# REQUIREMENT:
Rewrite every one of the records below with "a great help" changed to "very helpful", leaving all other text as it stands.

# RECORDS FOR THE TASK:
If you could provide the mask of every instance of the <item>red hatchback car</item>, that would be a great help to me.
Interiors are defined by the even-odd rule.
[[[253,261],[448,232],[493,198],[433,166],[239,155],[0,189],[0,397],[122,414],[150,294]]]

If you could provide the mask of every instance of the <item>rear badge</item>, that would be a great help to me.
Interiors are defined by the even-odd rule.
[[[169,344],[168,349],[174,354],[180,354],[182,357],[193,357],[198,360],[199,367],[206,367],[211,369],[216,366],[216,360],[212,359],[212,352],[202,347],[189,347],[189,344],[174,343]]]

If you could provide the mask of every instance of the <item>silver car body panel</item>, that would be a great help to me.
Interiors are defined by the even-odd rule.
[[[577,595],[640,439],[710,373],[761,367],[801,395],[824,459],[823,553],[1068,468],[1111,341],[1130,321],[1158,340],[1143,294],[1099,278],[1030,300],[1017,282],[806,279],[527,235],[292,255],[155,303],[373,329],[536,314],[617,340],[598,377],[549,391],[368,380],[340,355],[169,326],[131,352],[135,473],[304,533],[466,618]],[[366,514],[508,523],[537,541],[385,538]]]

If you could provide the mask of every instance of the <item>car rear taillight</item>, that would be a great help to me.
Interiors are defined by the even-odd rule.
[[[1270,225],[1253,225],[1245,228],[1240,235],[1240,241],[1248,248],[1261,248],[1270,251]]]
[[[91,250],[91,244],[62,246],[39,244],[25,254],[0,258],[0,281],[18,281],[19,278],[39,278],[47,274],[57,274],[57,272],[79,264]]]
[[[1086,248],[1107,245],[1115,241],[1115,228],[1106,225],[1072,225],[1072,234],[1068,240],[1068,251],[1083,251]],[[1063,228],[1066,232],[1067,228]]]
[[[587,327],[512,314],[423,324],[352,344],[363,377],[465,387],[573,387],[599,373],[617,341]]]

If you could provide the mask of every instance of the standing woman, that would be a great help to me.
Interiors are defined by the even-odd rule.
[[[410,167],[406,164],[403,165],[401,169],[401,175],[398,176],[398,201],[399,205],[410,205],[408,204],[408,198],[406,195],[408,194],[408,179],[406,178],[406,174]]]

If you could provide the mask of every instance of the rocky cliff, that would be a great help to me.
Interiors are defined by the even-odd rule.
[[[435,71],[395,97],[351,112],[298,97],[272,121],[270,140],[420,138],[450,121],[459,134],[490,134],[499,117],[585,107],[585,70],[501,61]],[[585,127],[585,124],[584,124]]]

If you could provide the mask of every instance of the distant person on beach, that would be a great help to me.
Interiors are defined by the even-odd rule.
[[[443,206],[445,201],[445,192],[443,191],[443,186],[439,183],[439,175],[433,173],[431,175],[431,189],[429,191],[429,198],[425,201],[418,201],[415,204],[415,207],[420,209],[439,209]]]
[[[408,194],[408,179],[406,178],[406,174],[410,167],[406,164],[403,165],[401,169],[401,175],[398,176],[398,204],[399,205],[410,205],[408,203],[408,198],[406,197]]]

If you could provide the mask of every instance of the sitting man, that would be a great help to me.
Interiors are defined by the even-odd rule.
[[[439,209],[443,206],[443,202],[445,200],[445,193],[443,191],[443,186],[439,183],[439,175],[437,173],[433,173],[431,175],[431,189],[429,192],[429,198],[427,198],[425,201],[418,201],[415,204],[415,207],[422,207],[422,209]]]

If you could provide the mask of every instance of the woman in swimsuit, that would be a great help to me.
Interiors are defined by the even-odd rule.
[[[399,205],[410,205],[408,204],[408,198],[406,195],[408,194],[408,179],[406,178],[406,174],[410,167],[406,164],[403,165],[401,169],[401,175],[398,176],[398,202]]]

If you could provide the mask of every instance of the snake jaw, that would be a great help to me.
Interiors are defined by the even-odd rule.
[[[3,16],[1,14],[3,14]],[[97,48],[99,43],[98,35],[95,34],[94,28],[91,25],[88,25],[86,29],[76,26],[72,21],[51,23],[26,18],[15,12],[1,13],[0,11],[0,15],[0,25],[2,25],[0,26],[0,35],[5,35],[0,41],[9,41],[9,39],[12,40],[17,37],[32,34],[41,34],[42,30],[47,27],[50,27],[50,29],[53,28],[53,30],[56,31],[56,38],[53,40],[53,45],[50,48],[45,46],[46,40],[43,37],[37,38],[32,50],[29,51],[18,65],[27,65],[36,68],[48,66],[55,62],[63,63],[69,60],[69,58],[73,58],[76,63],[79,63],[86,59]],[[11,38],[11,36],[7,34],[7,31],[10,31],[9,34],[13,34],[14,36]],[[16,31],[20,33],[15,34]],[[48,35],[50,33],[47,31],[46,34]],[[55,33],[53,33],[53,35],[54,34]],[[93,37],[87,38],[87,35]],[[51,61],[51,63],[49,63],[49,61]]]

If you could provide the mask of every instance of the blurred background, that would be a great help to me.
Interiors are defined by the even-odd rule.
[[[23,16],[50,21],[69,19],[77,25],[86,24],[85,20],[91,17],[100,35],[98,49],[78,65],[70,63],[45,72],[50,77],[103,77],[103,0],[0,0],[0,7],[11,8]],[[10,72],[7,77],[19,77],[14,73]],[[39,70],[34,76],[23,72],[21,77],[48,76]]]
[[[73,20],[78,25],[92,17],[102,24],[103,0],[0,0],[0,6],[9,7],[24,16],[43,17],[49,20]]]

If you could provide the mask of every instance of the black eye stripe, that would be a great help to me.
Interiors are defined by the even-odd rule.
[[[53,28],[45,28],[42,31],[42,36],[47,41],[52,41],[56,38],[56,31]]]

# WRITTEN RESPONSE:
If you could provide the mask of every instance of the <item>red hatchback car</item>, that would be very helpful to me.
Interiors are defined by the even-odd rule.
[[[253,261],[448,232],[493,198],[433,166],[239,155],[0,189],[0,397],[122,414],[150,294]]]

If you could provide the mask of every instance of the <item>rear badge</item>, that would be very helpful to me.
Interiors are defined by the even-odd rule.
[[[169,344],[168,349],[174,354],[180,354],[182,357],[193,357],[198,360],[199,367],[206,367],[211,369],[216,366],[216,360],[212,359],[212,352],[202,347],[189,347],[189,344],[174,343]]]

If you could provide the mask of every instance of the <item>silver car body panel</item>, that would be very helpful to me.
Interiors are defined by the even-odd rule.
[[[577,595],[640,439],[710,373],[761,367],[801,395],[824,459],[823,553],[1068,468],[1111,341],[1130,321],[1158,340],[1143,294],[1099,278],[1030,300],[1017,282],[806,279],[527,235],[292,255],[155,303],[373,329],[536,314],[617,340],[598,377],[549,391],[368,380],[340,355],[169,326],[131,352],[135,473],[304,533],[466,618]],[[366,514],[508,523],[537,541],[385,538]]]

If you could provide the mask of every instance of the <item>car rear taillight</item>, that would be very helpful to me.
Interiors are defined by the even-odd rule.
[[[1270,225],[1253,225],[1245,228],[1240,235],[1240,241],[1248,248],[1261,248],[1270,251]]]
[[[91,250],[91,244],[62,246],[39,244],[25,254],[0,258],[0,281],[18,281],[19,278],[39,278],[47,274],[57,274],[57,272],[79,264]]]
[[[1086,248],[1107,245],[1115,241],[1115,228],[1106,225],[1072,225],[1072,234],[1068,240],[1068,251],[1083,251]],[[1063,228],[1066,232],[1067,228]]]
[[[587,327],[512,314],[423,324],[352,344],[363,377],[465,387],[573,387],[599,373],[617,341]]]

If you could provide the mask of every instance of the standing woman, that would be very helpful to me.
Interiors are defined by the even-odd rule.
[[[410,167],[406,164],[403,165],[401,169],[401,175],[398,176],[398,201],[399,205],[410,205],[408,204],[408,198],[406,195],[408,194],[408,179],[406,178],[406,174]]]

If you could provide the mask of every instance of the rocky cliff, that would be very helpful to me.
Interiors are defined by the even-odd rule.
[[[435,71],[395,97],[351,112],[298,97],[272,121],[270,140],[420,138],[450,121],[459,134],[490,134],[499,117],[585,107],[585,70],[501,61]],[[585,127],[585,124],[584,124]]]

If you could provide the mask of every instance of the distant person on beach, that would be very helpful to me.
Interiors are defined by the even-odd rule.
[[[443,206],[445,201],[445,192],[443,191],[443,186],[439,183],[439,175],[433,173],[431,175],[431,189],[429,191],[429,198],[425,201],[418,201],[415,204],[415,207],[420,209],[439,209]]]
[[[408,194],[408,179],[406,178],[406,174],[410,167],[406,164],[403,165],[401,169],[401,175],[398,176],[398,204],[399,205],[410,205],[408,203],[408,198],[406,197]]]

If you could provide the mask of every instance of the sitting man, that would be very helpful to me.
Interiors are defined by the even-odd rule.
[[[439,209],[443,206],[443,202],[445,200],[445,193],[443,191],[443,186],[439,183],[439,175],[437,173],[433,173],[431,175],[431,189],[429,192],[429,198],[427,198],[425,201],[418,201],[415,204],[415,207],[422,207],[422,209]]]

If you could provide the mask of every instance of the woman in swimsuit, that would be very helpful to me.
Interiors are defined by the even-odd rule.
[[[399,205],[410,205],[408,204],[408,198],[406,195],[408,194],[408,179],[406,178],[406,174],[410,167],[406,164],[403,165],[401,169],[401,175],[398,176],[398,202]]]

If you could provide the mask of every instance of the snake jaw, that would be very helpful to me.
Interiors are defined by the even-odd rule.
[[[3,16],[1,14],[3,14]],[[97,48],[99,43],[98,35],[95,34],[94,28],[91,25],[88,25],[86,29],[76,26],[72,21],[51,23],[26,18],[15,12],[1,13],[0,11],[0,15],[0,25],[2,25],[0,26],[0,35],[5,35],[0,41],[9,41],[9,39],[12,40],[17,37],[32,34],[41,34],[42,30],[47,27],[50,27],[50,29],[53,28],[53,30],[56,31],[56,38],[53,40],[53,45],[50,48],[45,46],[46,40],[43,37],[37,38],[32,50],[29,51],[18,65],[27,65],[36,68],[48,66],[55,62],[63,63],[69,60],[69,58],[73,58],[76,63],[79,63],[86,59]],[[11,38],[11,36],[7,34],[7,31],[10,31],[9,34],[13,34],[14,36]],[[16,31],[20,33],[15,34]],[[48,35],[50,33],[47,31],[46,34]],[[55,33],[53,33],[53,35],[54,34]],[[93,37],[87,38],[87,35]],[[51,61],[51,63],[49,63],[49,61]]]

If you could provide the mask of every instance of the blurred background, that would be very helpful to me.
Interiors are defined by the even-odd rule.
[[[23,16],[50,21],[69,19],[77,25],[86,24],[85,20],[91,17],[100,35],[98,49],[78,65],[70,63],[45,72],[50,77],[103,77],[103,0],[0,0],[0,7],[11,8]],[[10,72],[7,77],[19,77],[14,73]],[[39,70],[34,76],[23,72],[21,77],[48,76]]]
[[[73,20],[78,25],[92,17],[102,24],[103,0],[0,0],[0,6],[9,7],[24,16],[43,17],[49,20]]]

If you could provide the mask of every instance of the black eye stripe, that would be very helpful to me.
Interiors are defined by the even-odd rule.
[[[53,28],[45,28],[42,31],[42,36],[47,41],[52,41],[56,38],[56,31]]]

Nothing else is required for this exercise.